Opinion by Judge FERNANDEZ.

FERNANDEZ, Circuit Judge:

Khosrow Rashtabadi, a citizen of Iran, petitions for review of the Board of Immigration Appeals’ affirmance of an immigration judge’s decision which found him deportable under 8 U.S.C. § 1251(a)(1), denied his application for adjustment of status, 8 U.S.C. § 1255(a), found him ineligible for a waiver of inadmissibility, 8 U.S.C, § 1182(h), and denied his request for voluntary departure, 8 U.S.C. § 1254(e). We dismiss the petition in part, grant it in part, and deny it in part.

BACKGROUND

Rashtabadi came to this country from Iran in 1980. At the time of his entry, he did not have any valid entry documentation. In July 1982, Rashtabadi was arrested for his part in an elaborate fraud scheme in which several investors were held hostage at a house during a fake “police raid.” On July 23, 1982, while he was awaiting trial on grand theft and false imprisonment charges, the INS served an order to show cause on Rashtaba-di. It alleged that he was deportable under 8 U.S.C. § 1251(a)(1) as an alien who entered for the purpose of residing permanently in the United States without a valid immigrant visa or other entry documents.

Subsequently, Rashtabadi was convicted of false imprisonment and grand theft. On February 1, 1983, a state superior court judge sentenced him to seven years and four months in prison. Rashtabadi’s request that the court issue a Judicial Recommendation Against Deportation (“JRAD”), 8 U.S.C. § 1251(b)(2) (repealed 1990), was denied, and he appealed. Although there is no documentation in the administrative record regarding the outcome of the appeal, on October 1, 1984, Rashtabadi’s sentence was reduced to six years imprisonment and his renewed request for a JRAD was granted.

-.-.-

**DIRECTION 1**.
Decide whether each statement below agrees with the opinion above. For each, answer yes or no and quote the words of the opinion that decide it.
(a) Rashtabadi entered the country with valid entry documentation.
(b) The INS served the order to show cause while Rashtabadi was awaiting trial.
(c) Rashtabadi's first request for a JRAD was granted.
**DIRECTION 2**.
Using the opinion above, answer these questions:
(a) In what year did Rashtabadi come to this country from Iran?
(b) What sentence did the state superior court judge impose on February 1, 1983?
(c) What does the court say it will do with the petition?
**DIRECTION 3**.
Set down, word for word, the stretch of the opinion above from "Subsequently, Rashtabadi was" through "JRAD was granted.".

-.-.-

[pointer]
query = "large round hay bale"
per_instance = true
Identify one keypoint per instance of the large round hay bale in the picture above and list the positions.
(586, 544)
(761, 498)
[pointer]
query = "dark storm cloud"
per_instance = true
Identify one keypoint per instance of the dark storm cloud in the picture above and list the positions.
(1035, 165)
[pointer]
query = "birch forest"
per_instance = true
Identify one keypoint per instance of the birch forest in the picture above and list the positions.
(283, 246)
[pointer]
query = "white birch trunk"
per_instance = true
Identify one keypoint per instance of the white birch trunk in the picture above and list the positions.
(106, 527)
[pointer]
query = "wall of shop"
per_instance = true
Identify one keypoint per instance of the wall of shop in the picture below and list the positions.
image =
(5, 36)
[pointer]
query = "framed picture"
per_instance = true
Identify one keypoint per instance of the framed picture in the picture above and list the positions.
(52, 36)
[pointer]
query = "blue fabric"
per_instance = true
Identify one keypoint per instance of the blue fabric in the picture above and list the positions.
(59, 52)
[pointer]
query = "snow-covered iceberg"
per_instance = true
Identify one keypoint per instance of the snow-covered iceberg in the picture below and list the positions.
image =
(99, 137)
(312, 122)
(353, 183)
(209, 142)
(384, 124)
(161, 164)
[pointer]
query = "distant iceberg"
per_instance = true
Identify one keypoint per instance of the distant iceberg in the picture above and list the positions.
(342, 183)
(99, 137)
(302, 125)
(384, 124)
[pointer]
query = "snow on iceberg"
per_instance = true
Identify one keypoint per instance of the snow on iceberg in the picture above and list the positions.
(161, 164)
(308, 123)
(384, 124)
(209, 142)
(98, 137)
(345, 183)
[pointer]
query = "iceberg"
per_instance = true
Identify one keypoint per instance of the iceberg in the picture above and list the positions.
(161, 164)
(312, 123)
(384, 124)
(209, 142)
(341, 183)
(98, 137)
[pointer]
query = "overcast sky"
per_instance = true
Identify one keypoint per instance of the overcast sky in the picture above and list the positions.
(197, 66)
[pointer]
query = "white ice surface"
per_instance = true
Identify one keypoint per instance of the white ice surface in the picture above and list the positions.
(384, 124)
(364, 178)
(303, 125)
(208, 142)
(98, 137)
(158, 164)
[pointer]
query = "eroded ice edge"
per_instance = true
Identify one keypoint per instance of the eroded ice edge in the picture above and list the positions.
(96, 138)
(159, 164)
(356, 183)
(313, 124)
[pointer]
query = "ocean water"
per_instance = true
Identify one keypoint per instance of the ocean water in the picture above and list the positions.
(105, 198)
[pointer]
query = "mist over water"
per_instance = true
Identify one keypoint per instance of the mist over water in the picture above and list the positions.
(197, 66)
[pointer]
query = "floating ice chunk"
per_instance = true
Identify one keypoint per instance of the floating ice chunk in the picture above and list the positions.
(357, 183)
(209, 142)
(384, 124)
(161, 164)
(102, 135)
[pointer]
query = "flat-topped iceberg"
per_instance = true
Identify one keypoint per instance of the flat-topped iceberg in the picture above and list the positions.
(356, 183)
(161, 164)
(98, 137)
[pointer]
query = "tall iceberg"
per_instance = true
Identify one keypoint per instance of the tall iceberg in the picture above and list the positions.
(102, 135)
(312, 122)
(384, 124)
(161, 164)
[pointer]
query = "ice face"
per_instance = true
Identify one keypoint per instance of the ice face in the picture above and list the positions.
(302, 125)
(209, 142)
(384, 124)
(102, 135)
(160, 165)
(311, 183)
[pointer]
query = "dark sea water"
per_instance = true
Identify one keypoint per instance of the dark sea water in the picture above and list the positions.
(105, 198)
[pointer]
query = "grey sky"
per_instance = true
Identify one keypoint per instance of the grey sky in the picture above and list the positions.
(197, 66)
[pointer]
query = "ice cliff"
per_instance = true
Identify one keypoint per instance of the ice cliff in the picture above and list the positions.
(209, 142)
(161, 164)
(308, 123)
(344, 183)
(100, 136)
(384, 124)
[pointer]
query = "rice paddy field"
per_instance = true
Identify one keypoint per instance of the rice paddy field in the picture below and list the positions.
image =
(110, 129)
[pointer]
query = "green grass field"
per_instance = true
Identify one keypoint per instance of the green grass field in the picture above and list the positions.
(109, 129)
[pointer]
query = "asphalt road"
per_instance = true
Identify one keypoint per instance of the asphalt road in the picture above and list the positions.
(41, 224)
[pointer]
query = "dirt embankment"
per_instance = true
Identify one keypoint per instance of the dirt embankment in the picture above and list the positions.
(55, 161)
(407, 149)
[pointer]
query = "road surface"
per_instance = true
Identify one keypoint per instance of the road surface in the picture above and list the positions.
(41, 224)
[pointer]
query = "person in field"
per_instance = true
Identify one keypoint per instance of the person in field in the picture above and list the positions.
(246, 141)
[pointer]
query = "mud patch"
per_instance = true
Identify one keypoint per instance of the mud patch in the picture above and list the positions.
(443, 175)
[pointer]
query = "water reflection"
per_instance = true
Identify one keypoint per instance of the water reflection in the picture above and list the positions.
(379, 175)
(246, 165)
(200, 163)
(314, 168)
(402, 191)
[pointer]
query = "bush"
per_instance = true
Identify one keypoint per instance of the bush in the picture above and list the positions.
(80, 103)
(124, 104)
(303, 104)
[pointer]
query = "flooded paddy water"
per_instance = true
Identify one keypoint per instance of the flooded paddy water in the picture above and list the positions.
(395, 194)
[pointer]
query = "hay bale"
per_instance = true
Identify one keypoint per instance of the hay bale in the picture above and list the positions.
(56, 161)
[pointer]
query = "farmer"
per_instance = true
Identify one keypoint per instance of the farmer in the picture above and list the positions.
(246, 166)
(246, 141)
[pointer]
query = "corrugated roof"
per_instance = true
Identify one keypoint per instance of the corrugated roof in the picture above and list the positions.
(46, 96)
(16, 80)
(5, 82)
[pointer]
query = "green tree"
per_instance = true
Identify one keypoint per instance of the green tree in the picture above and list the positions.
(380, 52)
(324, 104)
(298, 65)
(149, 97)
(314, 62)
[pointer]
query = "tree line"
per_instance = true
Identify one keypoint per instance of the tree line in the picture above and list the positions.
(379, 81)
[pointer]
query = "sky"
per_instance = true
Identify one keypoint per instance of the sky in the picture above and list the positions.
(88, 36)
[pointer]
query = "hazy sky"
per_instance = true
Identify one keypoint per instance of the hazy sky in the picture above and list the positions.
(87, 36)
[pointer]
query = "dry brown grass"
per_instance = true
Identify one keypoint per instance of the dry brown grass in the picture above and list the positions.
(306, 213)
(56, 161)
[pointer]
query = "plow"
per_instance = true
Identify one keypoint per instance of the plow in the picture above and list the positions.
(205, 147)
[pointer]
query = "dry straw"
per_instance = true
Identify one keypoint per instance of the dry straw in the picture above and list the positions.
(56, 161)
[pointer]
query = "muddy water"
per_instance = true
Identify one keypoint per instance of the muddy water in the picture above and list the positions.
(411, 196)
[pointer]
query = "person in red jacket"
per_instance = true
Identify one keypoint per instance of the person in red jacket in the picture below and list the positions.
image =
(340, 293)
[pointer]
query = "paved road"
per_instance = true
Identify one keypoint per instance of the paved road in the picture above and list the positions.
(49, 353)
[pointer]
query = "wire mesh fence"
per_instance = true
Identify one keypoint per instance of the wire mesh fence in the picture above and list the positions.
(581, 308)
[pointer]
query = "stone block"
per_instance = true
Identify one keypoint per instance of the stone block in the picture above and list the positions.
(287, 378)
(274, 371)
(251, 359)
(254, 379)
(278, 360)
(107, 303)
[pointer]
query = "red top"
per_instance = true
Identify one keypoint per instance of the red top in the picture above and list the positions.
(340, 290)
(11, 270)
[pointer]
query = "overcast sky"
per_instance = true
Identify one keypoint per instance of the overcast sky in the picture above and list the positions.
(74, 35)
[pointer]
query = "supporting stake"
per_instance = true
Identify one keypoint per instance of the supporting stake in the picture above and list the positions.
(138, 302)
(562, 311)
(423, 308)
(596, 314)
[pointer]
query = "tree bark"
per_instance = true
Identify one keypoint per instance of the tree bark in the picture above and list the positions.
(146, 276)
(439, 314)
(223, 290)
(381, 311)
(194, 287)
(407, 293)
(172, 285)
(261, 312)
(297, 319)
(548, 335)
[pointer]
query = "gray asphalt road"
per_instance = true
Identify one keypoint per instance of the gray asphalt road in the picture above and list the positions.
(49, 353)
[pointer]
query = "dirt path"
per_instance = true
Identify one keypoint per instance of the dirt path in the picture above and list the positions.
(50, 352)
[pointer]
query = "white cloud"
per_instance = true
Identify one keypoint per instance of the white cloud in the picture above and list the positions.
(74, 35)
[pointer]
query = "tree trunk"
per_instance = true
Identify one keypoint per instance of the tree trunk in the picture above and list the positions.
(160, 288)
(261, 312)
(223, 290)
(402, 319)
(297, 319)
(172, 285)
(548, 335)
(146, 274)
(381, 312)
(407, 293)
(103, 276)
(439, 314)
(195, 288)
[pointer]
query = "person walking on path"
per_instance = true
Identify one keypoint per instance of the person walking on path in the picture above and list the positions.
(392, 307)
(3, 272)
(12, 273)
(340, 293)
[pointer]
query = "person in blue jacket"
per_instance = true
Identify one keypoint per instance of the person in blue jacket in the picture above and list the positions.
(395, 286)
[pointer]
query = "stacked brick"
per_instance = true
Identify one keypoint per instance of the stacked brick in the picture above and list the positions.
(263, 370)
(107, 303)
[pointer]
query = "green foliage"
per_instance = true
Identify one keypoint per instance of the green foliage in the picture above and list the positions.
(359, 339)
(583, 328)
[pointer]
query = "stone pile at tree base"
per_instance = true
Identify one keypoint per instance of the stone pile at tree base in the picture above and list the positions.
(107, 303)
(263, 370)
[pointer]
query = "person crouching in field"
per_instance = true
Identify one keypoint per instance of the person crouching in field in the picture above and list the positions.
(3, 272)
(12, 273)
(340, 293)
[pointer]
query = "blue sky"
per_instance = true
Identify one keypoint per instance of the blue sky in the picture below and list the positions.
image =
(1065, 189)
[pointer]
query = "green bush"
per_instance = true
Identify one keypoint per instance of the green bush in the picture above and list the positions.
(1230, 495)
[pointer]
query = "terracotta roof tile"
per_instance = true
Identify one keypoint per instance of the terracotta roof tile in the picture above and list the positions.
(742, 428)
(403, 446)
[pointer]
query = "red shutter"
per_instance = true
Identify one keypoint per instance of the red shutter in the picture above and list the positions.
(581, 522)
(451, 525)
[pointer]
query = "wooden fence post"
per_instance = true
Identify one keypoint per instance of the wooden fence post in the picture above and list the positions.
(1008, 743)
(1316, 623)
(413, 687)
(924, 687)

-.-.-

**FINISHED ANSWER 1**.
(a) No: "At the time of his entry, he did not have any valid entry documentation."
(b) Yes: "while he was awaiting trial on grand theft and false imprisonment charges, the INS served an order to show cause"
(c) No: "Rashtabadi’s request that the court issue a Judicial Recommendation Against Deportation (“JRAD”), 8 U.S.C. § 1251(b)(2) (repealed 1990), was denied"

**FINISHED ANSWER 2**.
(a) 1980
(b) Seven years and four months in prison
(c) Dismiss it in part, grant it in part, and deny it in part

**FINISHED ANSWER 3**.
Subsequently, Rashtabadi was convicted of false imprisonment and grand theft. On February 1, 1983, a state superior court judge sentenced him to seven years and four months in prison. Rashtabadi’s request that the court issue a Judicial Recommendation Against Deportation (“JRAD”), 8 U.S.C. § 1251(b)(2) (repealed 1990), was denied, and he appealed. Although there is no documentation in the administrative record regarding the outcome of the appeal, on October 1, 1984, Rashtabadi’s sentence was reduced to six years imprisonment and his renewed request for a JRAD was granted.